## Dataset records
+ + + +

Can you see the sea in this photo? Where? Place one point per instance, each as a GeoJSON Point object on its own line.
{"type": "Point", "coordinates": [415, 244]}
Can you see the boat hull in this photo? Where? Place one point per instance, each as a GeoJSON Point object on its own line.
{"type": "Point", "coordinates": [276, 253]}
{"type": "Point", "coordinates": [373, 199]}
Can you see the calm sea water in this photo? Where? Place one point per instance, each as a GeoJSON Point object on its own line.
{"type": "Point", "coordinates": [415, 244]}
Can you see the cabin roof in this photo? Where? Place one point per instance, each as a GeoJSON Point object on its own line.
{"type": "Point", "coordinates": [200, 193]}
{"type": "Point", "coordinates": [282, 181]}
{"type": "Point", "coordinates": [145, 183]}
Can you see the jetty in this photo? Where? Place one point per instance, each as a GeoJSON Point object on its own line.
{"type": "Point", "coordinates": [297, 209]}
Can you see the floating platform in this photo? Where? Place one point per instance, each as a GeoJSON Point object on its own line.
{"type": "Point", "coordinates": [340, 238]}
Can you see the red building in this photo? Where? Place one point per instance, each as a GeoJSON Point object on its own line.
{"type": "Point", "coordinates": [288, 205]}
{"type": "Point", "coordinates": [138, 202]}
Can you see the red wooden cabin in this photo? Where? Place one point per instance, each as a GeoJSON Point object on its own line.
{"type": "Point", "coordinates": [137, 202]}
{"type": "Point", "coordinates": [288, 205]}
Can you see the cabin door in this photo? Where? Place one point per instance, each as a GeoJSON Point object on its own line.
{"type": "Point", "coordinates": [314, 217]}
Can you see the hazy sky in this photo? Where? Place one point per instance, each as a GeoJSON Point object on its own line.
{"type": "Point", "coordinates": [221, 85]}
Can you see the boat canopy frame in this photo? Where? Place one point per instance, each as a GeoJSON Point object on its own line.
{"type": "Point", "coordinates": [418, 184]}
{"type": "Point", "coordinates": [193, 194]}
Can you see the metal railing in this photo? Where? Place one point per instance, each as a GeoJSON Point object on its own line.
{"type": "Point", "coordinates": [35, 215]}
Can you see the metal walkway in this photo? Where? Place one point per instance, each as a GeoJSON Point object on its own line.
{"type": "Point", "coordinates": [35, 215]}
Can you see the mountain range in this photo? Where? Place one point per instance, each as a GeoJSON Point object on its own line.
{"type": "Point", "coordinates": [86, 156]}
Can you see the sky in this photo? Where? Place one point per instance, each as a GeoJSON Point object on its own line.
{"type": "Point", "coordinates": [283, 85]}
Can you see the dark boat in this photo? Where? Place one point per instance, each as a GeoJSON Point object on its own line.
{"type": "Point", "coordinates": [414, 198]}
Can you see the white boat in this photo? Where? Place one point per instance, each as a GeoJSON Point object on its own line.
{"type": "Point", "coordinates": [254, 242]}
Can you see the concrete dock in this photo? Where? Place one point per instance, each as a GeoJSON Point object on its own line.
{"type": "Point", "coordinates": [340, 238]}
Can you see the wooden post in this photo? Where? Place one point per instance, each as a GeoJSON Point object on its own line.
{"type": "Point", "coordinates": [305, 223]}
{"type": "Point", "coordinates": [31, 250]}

+ + + +

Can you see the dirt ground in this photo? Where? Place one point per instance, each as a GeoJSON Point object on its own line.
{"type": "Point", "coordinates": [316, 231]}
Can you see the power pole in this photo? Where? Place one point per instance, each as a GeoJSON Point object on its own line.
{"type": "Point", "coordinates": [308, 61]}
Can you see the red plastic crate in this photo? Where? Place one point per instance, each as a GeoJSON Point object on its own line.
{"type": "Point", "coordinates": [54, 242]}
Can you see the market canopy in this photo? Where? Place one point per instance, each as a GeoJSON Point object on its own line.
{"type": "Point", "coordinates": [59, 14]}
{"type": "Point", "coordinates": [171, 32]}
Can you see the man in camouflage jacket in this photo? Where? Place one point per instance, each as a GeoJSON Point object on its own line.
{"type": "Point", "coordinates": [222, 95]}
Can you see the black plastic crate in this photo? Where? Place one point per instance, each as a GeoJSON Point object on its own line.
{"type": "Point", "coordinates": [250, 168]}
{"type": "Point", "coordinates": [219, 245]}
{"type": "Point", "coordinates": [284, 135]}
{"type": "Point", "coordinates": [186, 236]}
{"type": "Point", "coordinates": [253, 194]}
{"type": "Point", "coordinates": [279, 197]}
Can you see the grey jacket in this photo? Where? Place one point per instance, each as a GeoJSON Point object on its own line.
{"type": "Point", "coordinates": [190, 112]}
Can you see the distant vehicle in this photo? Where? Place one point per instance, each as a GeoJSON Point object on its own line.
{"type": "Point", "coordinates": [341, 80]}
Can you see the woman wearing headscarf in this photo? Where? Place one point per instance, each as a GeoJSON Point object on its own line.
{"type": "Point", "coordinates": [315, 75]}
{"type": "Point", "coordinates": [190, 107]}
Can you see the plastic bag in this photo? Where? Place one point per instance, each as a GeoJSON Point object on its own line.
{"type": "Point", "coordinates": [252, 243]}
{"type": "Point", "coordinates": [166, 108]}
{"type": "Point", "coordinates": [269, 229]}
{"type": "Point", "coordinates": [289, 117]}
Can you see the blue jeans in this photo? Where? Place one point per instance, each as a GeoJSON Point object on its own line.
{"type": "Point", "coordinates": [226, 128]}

+ + + +

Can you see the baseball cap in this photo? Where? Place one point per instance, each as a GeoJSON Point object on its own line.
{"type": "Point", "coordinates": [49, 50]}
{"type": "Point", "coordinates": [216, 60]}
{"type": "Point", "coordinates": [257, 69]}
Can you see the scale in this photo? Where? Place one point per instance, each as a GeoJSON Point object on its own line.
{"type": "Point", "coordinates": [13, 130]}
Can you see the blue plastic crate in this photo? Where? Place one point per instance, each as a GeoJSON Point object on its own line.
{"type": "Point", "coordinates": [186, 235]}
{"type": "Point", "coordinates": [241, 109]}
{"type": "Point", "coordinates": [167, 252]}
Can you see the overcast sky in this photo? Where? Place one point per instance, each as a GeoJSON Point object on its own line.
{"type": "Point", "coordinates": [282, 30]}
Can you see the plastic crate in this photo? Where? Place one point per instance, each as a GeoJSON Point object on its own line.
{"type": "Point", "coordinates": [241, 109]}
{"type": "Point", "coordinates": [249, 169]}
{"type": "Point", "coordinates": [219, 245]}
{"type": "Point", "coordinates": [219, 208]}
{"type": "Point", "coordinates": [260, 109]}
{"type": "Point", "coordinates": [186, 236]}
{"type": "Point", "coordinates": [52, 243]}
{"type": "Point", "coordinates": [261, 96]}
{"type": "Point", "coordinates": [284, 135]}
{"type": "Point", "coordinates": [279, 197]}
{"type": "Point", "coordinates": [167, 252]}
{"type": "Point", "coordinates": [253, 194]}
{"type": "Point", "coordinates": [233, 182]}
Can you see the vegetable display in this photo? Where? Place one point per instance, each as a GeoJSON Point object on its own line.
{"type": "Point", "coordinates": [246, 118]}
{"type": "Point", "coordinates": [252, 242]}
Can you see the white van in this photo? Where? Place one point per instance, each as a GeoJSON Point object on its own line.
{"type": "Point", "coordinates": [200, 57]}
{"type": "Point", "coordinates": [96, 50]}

+ + + +

## Task to carry out
Pick out each line in the entries above that contains the word "jacket", and copy those lines.

## Exercise response
Can you see the man in camouflage jacket in this photo? Where? Place one point per instance, each as a GeoJSON Point object on its own line.
Can you see the grey jacket in this photo? Where? Place one point per instance, each as a GeoJSON Point object on its own line.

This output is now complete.